**Work to do**
List every line of the rows below that contains the string "white", treating uppercase and lowercase as different.

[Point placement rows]

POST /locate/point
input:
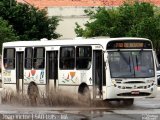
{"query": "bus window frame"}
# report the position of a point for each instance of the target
(35, 58)
(89, 59)
(61, 60)
(5, 58)
(26, 58)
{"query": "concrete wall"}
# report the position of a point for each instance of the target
(69, 16)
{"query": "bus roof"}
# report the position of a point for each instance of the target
(87, 41)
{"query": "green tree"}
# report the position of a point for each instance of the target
(7, 33)
(138, 19)
(29, 22)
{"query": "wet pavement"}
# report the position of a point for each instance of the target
(142, 109)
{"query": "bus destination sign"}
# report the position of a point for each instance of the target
(129, 45)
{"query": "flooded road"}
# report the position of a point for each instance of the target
(142, 109)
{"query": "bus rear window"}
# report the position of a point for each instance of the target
(83, 57)
(67, 57)
(28, 57)
(38, 62)
(9, 58)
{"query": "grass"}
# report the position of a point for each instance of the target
(59, 99)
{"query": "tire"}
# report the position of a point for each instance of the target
(33, 94)
(128, 101)
(84, 96)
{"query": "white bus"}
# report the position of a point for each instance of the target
(107, 68)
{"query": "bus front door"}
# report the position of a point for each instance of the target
(19, 71)
(97, 74)
(52, 70)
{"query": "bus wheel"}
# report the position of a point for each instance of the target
(84, 95)
(128, 101)
(33, 94)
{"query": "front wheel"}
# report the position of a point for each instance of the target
(33, 94)
(84, 95)
(128, 101)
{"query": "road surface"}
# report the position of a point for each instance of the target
(142, 109)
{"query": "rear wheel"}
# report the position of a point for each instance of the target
(84, 95)
(128, 101)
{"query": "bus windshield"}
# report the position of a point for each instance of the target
(131, 64)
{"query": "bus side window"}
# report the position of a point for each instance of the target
(28, 57)
(67, 57)
(39, 54)
(83, 57)
(9, 58)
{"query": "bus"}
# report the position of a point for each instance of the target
(104, 68)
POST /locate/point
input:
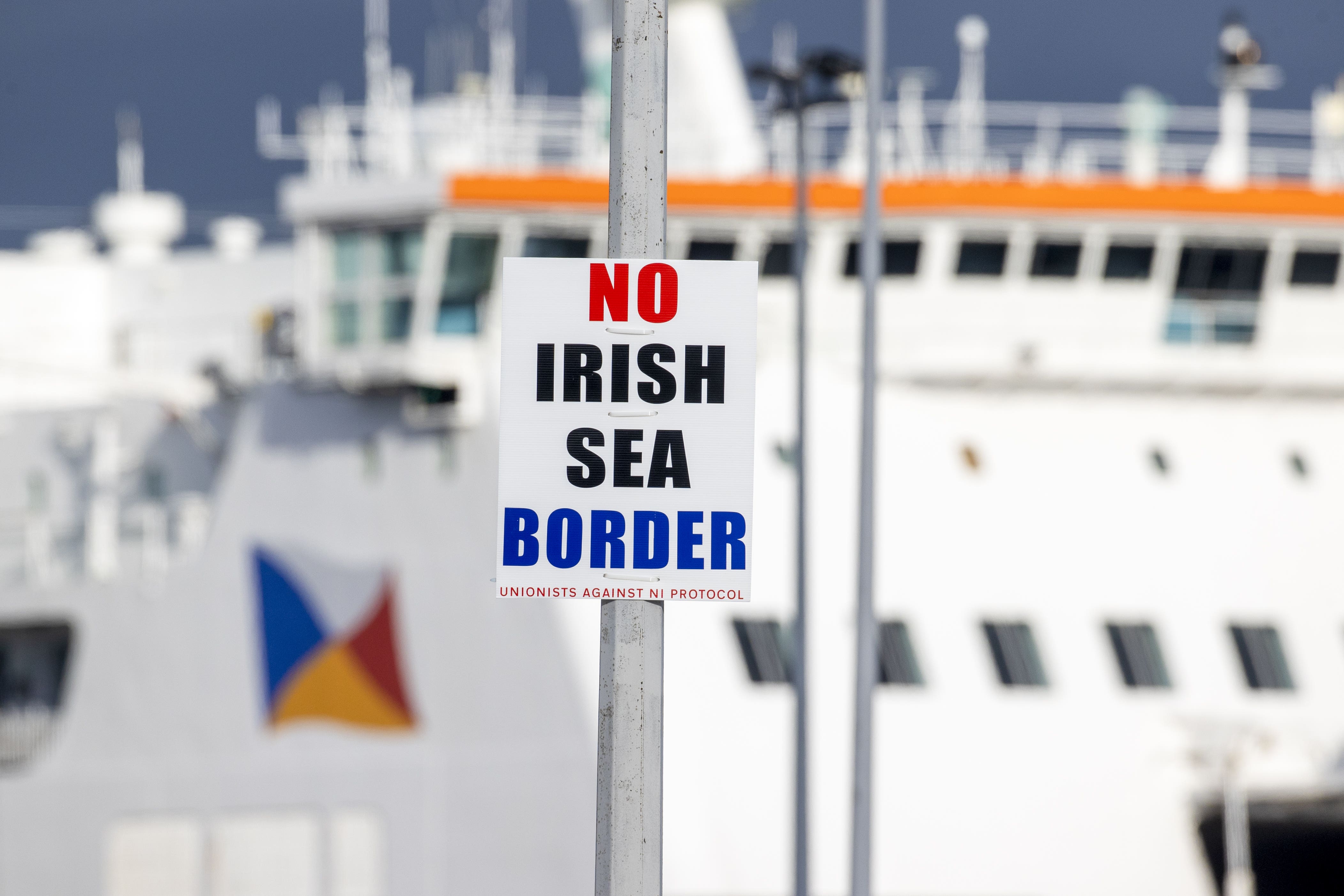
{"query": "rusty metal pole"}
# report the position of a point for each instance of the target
(629, 768)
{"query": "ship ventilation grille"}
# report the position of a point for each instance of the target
(764, 651)
(1139, 655)
(1263, 657)
(897, 662)
(1017, 659)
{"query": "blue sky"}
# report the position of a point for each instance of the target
(197, 68)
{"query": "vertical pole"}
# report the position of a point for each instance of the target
(1238, 878)
(629, 763)
(866, 631)
(800, 620)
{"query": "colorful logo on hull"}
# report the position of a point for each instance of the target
(330, 643)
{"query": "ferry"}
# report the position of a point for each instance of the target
(249, 644)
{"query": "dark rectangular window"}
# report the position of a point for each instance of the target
(1139, 655)
(1207, 269)
(1263, 657)
(764, 651)
(1217, 296)
(1056, 260)
(467, 280)
(1315, 269)
(1017, 659)
(402, 252)
(33, 665)
(556, 248)
(900, 258)
(982, 258)
(897, 663)
(779, 261)
(1129, 263)
(709, 250)
(397, 319)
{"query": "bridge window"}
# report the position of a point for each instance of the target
(1014, 651)
(1139, 656)
(897, 662)
(982, 258)
(374, 279)
(401, 253)
(764, 651)
(1263, 657)
(779, 261)
(1217, 297)
(34, 662)
(346, 323)
(1128, 263)
(349, 249)
(471, 271)
(710, 250)
(900, 258)
(1056, 260)
(556, 248)
(1315, 269)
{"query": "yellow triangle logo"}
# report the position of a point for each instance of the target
(335, 687)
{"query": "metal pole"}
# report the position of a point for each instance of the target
(866, 629)
(629, 763)
(800, 620)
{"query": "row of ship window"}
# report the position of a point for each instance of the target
(767, 652)
(374, 277)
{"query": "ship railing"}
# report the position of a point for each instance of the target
(934, 138)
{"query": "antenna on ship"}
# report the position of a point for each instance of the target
(139, 226)
(502, 50)
(378, 56)
(967, 127)
(131, 152)
(1240, 72)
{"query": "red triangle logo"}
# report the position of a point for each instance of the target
(374, 645)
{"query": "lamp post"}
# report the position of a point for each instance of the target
(808, 84)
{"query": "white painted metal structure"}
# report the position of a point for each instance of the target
(1061, 452)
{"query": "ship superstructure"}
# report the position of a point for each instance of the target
(1109, 418)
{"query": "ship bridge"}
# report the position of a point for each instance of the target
(1112, 245)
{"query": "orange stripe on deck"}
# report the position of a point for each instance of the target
(1105, 197)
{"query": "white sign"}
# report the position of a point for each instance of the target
(627, 429)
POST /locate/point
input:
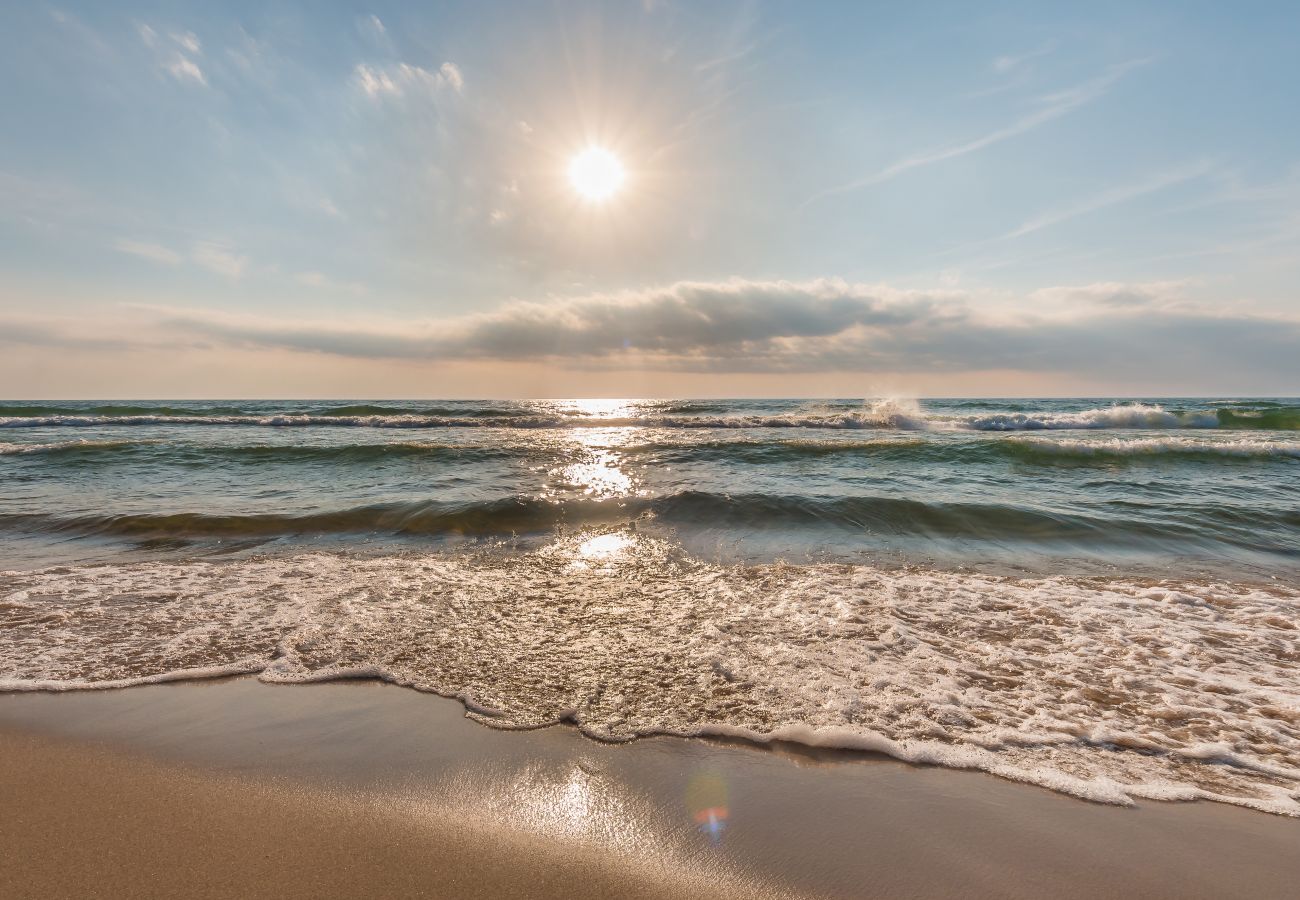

**Result**
{"query": "white bus"}
{"query": "white painted metal structure"}
{"query": "white sign"}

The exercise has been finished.